Exercise aim: Go through the records below and copy out every line that contains the word "patch".

Source data:
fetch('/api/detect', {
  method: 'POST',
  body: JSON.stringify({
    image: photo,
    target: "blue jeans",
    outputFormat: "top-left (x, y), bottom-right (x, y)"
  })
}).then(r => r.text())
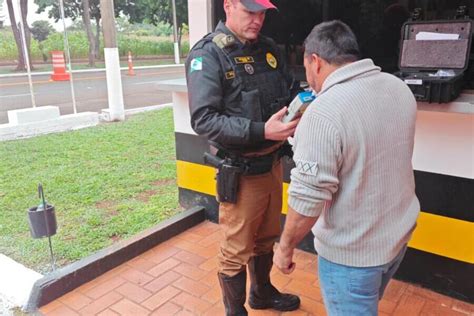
top-left (318, 245), bottom-right (407, 316)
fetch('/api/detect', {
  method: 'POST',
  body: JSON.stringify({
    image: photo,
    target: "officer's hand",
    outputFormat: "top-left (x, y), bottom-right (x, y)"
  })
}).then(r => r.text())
top-left (274, 243), bottom-right (296, 274)
top-left (264, 107), bottom-right (299, 141)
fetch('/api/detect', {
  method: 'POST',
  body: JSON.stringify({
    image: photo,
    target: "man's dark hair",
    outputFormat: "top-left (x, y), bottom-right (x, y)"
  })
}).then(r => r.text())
top-left (304, 20), bottom-right (360, 65)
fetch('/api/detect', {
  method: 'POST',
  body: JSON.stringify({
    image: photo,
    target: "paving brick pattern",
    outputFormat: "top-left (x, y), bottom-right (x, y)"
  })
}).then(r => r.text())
top-left (40, 221), bottom-right (474, 315)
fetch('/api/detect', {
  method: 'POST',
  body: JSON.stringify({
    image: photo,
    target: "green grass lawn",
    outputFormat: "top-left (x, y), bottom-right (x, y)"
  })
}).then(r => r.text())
top-left (0, 108), bottom-right (180, 274)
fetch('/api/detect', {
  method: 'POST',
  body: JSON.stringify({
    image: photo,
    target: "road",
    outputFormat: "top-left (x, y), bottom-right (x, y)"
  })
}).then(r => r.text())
top-left (0, 66), bottom-right (185, 124)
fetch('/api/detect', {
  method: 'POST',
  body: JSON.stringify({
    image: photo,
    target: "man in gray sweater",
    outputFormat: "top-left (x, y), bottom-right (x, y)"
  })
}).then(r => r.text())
top-left (273, 21), bottom-right (420, 315)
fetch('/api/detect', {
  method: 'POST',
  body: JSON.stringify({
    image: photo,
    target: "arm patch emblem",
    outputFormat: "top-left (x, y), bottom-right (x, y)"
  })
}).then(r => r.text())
top-left (295, 160), bottom-right (318, 176)
top-left (190, 57), bottom-right (203, 73)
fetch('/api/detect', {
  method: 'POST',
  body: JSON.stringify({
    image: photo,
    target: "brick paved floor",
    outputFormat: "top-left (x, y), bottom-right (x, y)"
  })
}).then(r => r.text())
top-left (40, 221), bottom-right (474, 316)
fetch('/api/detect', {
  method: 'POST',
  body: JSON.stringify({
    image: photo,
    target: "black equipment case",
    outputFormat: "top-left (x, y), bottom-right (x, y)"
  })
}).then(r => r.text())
top-left (395, 20), bottom-right (473, 103)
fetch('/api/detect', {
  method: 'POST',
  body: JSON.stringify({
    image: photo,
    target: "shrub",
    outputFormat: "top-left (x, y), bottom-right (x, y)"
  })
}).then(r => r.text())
top-left (0, 28), bottom-right (189, 61)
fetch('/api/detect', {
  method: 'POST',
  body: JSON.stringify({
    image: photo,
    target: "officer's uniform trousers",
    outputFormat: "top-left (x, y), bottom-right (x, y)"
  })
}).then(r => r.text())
top-left (218, 145), bottom-right (283, 276)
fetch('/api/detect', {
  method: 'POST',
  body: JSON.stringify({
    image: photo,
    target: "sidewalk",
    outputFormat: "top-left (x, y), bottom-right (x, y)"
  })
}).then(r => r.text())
top-left (39, 221), bottom-right (474, 316)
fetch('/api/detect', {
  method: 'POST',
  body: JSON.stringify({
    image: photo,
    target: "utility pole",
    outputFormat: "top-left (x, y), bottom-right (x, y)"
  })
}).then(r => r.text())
top-left (59, 0), bottom-right (77, 114)
top-left (15, 0), bottom-right (36, 108)
top-left (0, 0), bottom-right (6, 28)
top-left (100, 0), bottom-right (124, 121)
top-left (172, 0), bottom-right (180, 64)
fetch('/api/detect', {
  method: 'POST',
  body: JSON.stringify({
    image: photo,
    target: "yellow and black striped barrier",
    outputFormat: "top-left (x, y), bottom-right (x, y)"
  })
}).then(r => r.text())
top-left (174, 131), bottom-right (474, 303)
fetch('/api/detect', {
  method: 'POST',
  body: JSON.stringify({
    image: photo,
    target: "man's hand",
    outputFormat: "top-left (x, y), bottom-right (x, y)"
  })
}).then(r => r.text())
top-left (265, 107), bottom-right (300, 141)
top-left (274, 243), bottom-right (296, 274)
top-left (274, 206), bottom-right (319, 275)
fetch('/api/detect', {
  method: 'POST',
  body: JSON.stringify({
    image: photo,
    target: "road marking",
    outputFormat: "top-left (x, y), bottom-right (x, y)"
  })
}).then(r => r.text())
top-left (133, 81), bottom-right (161, 85)
top-left (0, 70), bottom-right (183, 88)
top-left (0, 93), bottom-right (32, 98)
top-left (0, 80), bottom-right (52, 87)
top-left (126, 71), bottom-right (183, 78)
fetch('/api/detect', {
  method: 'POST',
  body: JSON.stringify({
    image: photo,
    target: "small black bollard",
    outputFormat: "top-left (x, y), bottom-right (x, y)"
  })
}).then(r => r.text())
top-left (28, 203), bottom-right (57, 238)
top-left (27, 184), bottom-right (57, 270)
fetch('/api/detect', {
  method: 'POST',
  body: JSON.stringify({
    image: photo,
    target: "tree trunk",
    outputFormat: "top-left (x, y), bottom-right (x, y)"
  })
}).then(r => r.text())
top-left (6, 0), bottom-right (26, 70)
top-left (20, 0), bottom-right (33, 70)
top-left (82, 0), bottom-right (96, 67)
top-left (177, 26), bottom-right (182, 57)
top-left (95, 17), bottom-right (101, 59)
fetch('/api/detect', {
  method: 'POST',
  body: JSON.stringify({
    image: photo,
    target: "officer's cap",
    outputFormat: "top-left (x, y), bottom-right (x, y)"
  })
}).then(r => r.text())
top-left (240, 0), bottom-right (277, 12)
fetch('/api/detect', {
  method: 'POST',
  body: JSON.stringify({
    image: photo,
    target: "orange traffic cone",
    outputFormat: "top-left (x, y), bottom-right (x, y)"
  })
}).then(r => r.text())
top-left (127, 51), bottom-right (135, 76)
top-left (50, 51), bottom-right (70, 81)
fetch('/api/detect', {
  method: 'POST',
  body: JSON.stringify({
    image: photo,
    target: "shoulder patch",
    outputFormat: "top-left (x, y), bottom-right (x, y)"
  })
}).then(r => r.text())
top-left (295, 160), bottom-right (318, 176)
top-left (213, 33), bottom-right (236, 49)
top-left (190, 57), bottom-right (203, 73)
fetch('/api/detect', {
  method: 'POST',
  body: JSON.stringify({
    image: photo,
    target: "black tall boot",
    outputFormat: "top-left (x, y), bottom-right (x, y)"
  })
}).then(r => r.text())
top-left (248, 252), bottom-right (301, 311)
top-left (218, 270), bottom-right (248, 316)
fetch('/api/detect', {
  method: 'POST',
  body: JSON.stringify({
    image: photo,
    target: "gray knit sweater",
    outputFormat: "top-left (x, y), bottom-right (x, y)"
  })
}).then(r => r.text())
top-left (288, 59), bottom-right (420, 267)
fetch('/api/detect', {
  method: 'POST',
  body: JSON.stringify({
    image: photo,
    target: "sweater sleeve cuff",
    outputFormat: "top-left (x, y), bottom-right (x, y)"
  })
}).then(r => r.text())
top-left (249, 122), bottom-right (265, 143)
top-left (288, 195), bottom-right (325, 218)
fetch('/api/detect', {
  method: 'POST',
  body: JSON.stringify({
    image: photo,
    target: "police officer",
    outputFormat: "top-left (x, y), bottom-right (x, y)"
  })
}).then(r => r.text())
top-left (186, 0), bottom-right (301, 314)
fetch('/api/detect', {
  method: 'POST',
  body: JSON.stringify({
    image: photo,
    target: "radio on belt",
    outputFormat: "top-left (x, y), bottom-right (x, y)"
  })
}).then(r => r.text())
top-left (282, 91), bottom-right (316, 123)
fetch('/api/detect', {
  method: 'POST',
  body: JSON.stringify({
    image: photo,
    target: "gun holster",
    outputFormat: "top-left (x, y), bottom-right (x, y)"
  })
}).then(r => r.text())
top-left (203, 152), bottom-right (243, 204)
top-left (216, 162), bottom-right (241, 203)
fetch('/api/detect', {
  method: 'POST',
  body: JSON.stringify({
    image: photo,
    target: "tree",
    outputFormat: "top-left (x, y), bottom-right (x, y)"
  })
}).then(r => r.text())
top-left (31, 20), bottom-right (54, 42)
top-left (82, 0), bottom-right (96, 66)
top-left (134, 0), bottom-right (188, 50)
top-left (35, 0), bottom-right (137, 66)
top-left (31, 20), bottom-right (54, 62)
top-left (35, 0), bottom-right (102, 66)
top-left (6, 0), bottom-right (33, 71)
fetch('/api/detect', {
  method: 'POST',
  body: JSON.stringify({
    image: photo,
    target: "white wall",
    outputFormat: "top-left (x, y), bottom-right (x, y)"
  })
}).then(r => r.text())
top-left (188, 0), bottom-right (213, 48)
top-left (413, 110), bottom-right (474, 179)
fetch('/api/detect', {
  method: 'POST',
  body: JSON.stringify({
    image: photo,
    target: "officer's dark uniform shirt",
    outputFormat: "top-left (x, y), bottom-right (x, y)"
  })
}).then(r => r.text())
top-left (186, 21), bottom-right (299, 153)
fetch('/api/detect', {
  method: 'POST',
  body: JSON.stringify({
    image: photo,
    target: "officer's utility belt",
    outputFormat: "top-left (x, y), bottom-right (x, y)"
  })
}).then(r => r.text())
top-left (226, 150), bottom-right (281, 175)
top-left (203, 147), bottom-right (284, 203)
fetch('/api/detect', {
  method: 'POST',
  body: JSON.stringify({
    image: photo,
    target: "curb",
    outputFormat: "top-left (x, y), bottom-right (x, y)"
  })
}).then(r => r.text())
top-left (25, 206), bottom-right (206, 312)
top-left (0, 254), bottom-right (43, 313)
top-left (0, 112), bottom-right (99, 142)
top-left (0, 104), bottom-right (173, 142)
top-left (123, 103), bottom-right (172, 116)
top-left (99, 103), bottom-right (173, 121)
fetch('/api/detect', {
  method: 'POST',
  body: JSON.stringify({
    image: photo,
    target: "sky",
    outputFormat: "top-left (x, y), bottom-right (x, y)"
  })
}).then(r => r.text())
top-left (1, 0), bottom-right (72, 31)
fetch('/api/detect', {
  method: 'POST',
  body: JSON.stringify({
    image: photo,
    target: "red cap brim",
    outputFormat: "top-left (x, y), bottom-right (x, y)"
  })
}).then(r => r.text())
top-left (241, 0), bottom-right (277, 12)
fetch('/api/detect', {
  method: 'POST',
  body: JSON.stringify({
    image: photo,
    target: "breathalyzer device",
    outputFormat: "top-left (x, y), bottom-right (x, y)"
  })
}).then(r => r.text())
top-left (282, 91), bottom-right (316, 123)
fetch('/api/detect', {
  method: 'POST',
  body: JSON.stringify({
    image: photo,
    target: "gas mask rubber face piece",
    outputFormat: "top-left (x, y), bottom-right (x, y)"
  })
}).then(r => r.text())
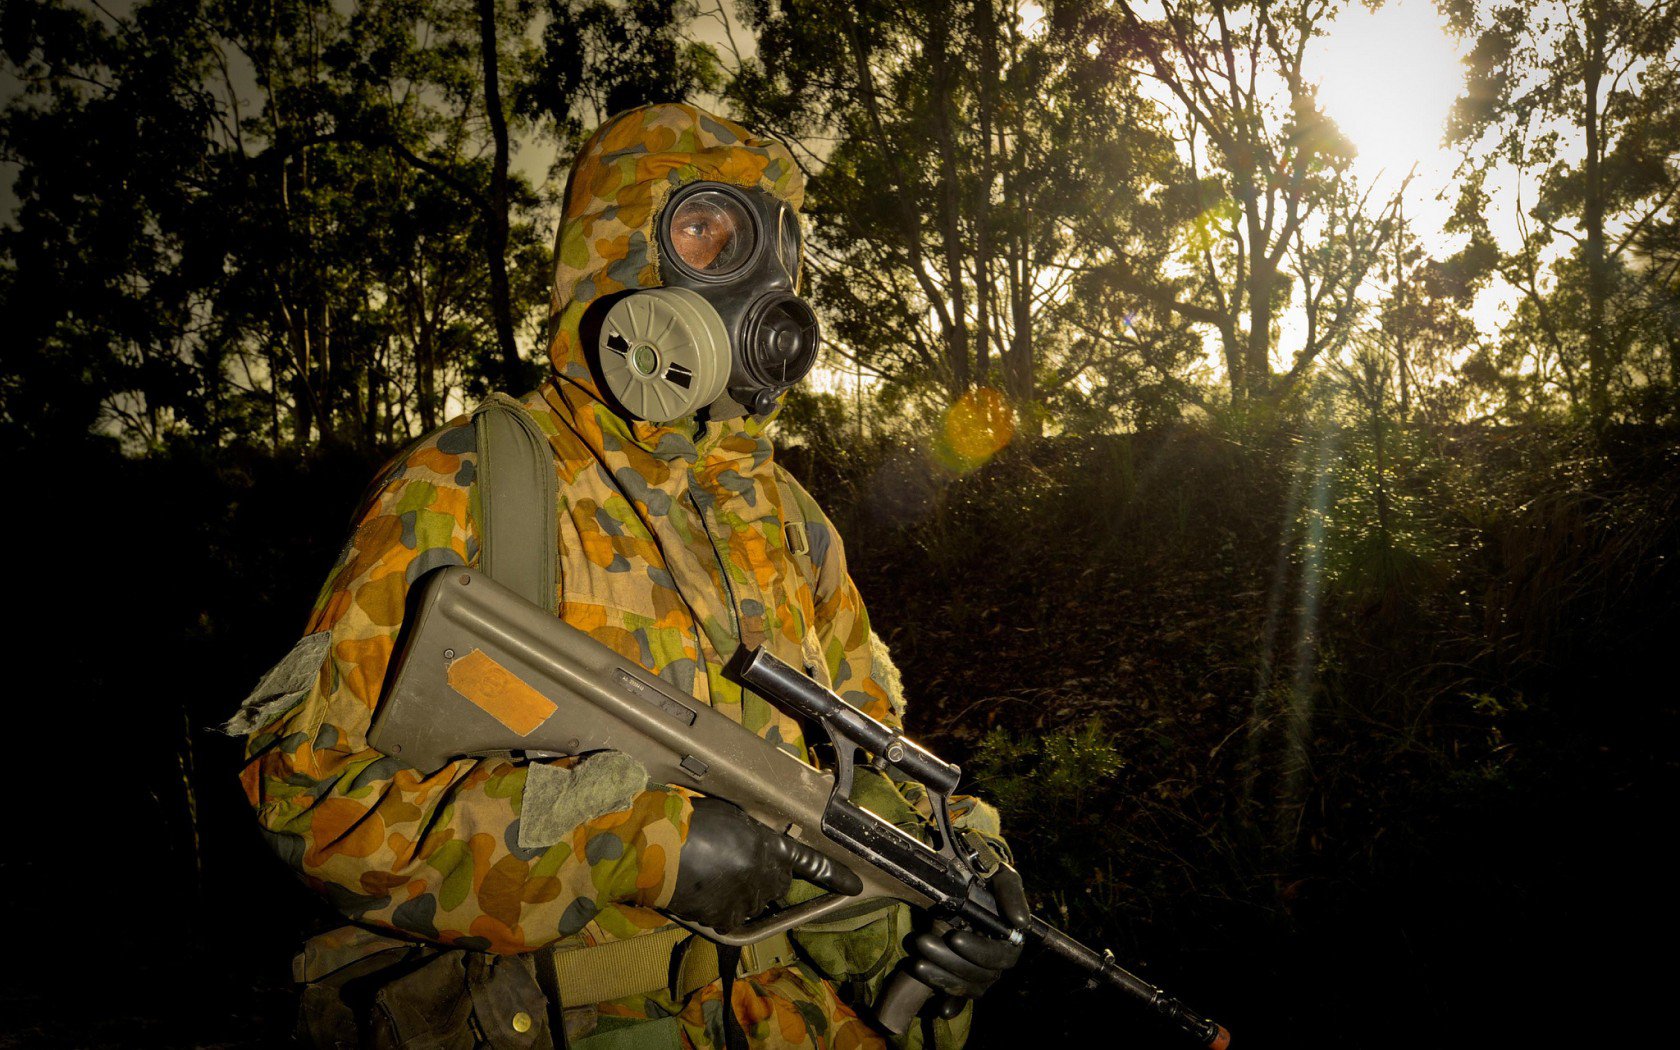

Output of the exercise:
    target: "arm patch emblem",
    target: "shoulder patch",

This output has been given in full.